#### [Instruction 1]
Filter the records below, keeping each line that contains the string "bare".

--- BEGIN Document passage ---

Tying it all together#

Now that our managers and scene are defined through classes, there’s one more step: instantiate these classes and set them up in a Manager Based Environment Configuration. We’ll do that together next.

After this, we’re ready to start training!

Instantiating managers#

Notice the lines such as observations = ObservationsCfg() are where we actually make an instance of the managers defined above.

We also set up key simulation parameters, including:

the number of environments (copies of the training setup on the stage - remember the fleet of robots we saw before - how many are there?)
the physical spacing between those environments
length of training episodes (remember our MDP timeout termination condition)
- A training episode is a single trial in which a robot interacts with a simulated environment—starting from an initial state, taking actions based on its policy, receiving observations and rewards, and continuing until it reaches a termination condition (like falling over or exceeding time limits), after which the environment resets and a new episode begins

There are more settings below, which we’ll ignore for now, but you can read more here.

Replace this class in your reach_env_cfg.py file.

@configclass
class ReachEnvCfg(ManagerBasedRLEnvCfg):
    """Configuration for the reach end-effector pose tracking environment."""

    # Scene settings - how many robots, how far apart?
    scene = ReachSceneCfg(num_envs=2000, env_spacing=2.5)

--- END Document passage ---

#### [Instruction 2]
Please quote the reach environment configuration passage above, starting at "Replace this class" and ending at "scene = ReachSceneCfg(num_envs=2000, env_spacing=2.5)".

--- BEGIN Records for the exercise ---

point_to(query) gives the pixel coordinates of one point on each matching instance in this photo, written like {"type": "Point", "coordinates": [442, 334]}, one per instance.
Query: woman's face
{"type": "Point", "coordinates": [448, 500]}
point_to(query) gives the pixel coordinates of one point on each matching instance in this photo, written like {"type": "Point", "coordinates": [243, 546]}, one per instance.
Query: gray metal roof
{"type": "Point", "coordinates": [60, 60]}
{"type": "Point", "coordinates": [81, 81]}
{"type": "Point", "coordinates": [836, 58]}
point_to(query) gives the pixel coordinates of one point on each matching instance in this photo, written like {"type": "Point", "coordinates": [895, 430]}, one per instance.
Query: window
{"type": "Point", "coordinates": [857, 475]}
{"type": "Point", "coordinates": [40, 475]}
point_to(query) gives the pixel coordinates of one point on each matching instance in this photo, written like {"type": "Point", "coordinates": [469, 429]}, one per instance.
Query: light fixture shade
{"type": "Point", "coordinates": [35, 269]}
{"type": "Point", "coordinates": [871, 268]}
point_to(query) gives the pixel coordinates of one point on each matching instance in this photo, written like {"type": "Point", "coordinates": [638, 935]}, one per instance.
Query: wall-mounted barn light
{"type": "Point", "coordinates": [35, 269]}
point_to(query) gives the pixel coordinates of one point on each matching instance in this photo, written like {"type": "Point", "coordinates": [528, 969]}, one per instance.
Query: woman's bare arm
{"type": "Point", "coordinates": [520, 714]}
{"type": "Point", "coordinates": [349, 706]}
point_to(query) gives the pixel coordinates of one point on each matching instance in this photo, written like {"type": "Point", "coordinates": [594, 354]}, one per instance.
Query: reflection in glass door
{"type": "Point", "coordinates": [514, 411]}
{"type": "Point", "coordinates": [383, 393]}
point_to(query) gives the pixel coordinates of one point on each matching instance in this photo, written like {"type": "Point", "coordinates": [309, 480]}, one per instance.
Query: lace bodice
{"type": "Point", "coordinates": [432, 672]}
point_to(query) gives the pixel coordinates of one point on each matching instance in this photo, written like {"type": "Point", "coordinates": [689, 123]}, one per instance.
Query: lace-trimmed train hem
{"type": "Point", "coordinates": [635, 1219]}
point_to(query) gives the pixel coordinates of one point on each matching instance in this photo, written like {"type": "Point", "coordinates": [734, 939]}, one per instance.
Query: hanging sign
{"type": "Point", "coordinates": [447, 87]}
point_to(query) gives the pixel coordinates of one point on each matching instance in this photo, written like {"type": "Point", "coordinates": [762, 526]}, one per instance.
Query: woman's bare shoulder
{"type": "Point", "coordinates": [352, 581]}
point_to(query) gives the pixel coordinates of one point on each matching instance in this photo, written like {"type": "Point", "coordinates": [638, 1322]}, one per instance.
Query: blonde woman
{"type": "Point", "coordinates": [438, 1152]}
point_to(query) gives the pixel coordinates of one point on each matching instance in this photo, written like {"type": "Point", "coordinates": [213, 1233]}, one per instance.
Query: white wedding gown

--- END Records for the exercise ---

#### [Solution 1]
Query: woman's bare arm
Query: woman's bare shoulder

#### [Solution 2]
Replace this class in your reach_env_cfg.py file.

@configclass
class ReachEnvCfg(ManagerBasedRLEnvCfg):
    """Configuration for the reach end-effector pose tracking environment."""

    # Scene settings - how many robots, how far apart?
    scene = ReachSceneCfg(num_envs=2000, env_spacing=2.5)